### MATERIAL SHOWN

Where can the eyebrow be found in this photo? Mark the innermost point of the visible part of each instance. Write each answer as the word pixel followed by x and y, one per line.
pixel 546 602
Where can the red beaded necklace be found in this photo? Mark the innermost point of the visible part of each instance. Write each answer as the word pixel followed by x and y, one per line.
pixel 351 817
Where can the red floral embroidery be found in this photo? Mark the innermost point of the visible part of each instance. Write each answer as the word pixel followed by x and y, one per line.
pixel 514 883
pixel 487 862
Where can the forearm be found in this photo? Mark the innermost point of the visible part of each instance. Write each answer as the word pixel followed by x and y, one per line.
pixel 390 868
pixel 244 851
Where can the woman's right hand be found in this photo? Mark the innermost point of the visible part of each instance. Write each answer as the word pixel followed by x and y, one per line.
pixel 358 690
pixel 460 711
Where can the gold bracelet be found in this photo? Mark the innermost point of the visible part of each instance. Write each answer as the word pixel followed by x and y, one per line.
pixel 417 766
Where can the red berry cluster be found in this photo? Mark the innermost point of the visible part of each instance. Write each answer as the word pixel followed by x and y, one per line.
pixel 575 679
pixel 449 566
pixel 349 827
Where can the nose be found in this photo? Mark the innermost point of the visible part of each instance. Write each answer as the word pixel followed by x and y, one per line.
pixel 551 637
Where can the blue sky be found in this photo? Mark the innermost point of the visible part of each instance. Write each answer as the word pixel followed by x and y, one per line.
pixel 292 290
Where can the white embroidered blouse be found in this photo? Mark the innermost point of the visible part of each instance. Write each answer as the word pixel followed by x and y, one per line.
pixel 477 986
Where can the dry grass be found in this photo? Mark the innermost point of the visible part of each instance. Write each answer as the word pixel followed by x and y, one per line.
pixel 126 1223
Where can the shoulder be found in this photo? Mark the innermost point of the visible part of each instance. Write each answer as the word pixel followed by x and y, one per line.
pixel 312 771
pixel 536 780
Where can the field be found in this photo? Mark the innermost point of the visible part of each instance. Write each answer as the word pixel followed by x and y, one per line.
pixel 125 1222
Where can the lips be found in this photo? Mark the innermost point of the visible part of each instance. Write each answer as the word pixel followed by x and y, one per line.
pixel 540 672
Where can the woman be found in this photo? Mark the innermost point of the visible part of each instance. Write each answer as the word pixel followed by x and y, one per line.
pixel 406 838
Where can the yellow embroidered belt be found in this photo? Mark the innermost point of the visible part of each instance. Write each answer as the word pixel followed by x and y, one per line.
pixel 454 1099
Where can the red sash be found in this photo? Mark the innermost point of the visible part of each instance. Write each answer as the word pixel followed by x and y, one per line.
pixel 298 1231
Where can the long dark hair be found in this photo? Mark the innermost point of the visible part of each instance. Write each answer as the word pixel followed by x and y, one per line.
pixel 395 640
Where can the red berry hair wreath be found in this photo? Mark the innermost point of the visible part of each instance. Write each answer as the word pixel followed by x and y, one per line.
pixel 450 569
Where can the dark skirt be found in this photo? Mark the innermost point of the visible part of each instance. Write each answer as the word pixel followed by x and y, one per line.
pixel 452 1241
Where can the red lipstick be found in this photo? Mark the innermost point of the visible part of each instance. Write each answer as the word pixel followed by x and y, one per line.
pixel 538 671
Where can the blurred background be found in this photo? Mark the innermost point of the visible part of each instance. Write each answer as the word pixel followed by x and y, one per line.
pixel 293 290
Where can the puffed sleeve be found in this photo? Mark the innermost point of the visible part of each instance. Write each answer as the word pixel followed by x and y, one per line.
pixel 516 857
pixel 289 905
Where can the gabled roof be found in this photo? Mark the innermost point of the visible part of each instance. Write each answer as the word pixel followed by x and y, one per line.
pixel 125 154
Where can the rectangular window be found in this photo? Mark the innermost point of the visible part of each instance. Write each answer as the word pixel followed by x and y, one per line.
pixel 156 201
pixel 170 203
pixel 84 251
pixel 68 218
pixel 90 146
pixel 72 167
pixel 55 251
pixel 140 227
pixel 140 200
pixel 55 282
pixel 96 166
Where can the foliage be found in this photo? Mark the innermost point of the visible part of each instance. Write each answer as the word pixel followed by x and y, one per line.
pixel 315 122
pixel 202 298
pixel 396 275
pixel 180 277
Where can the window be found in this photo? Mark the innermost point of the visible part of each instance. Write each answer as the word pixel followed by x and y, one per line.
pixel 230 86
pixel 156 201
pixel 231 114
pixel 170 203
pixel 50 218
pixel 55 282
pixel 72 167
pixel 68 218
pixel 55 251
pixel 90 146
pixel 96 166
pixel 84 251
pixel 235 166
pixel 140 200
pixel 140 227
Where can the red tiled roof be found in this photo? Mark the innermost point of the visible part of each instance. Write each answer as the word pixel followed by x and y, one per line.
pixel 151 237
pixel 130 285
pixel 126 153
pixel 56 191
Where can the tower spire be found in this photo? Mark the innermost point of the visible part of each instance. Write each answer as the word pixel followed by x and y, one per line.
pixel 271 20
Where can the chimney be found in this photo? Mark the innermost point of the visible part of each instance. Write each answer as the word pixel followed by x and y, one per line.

### WHAT TO WORK ON
Swap "forearm" for "upper arm" in the lines running from the line with "Where can the red floral" up to and including the line with "pixel 244 851". Write out only those lines, with nothing else changed.

### EXERCISE SOLUTION
Where can the red floral embroidery be found in this photo? Mark the innermost point of the visible part of each instance. Write each answer as the word pixel followed by x and y, one per line.
pixel 514 883
pixel 487 862
Where can the upper arm be found in this photo? Mark the innermost point of the visible part of each instance. Write each answer as the word pixel followed by x and y, one per line.
pixel 390 868
pixel 244 851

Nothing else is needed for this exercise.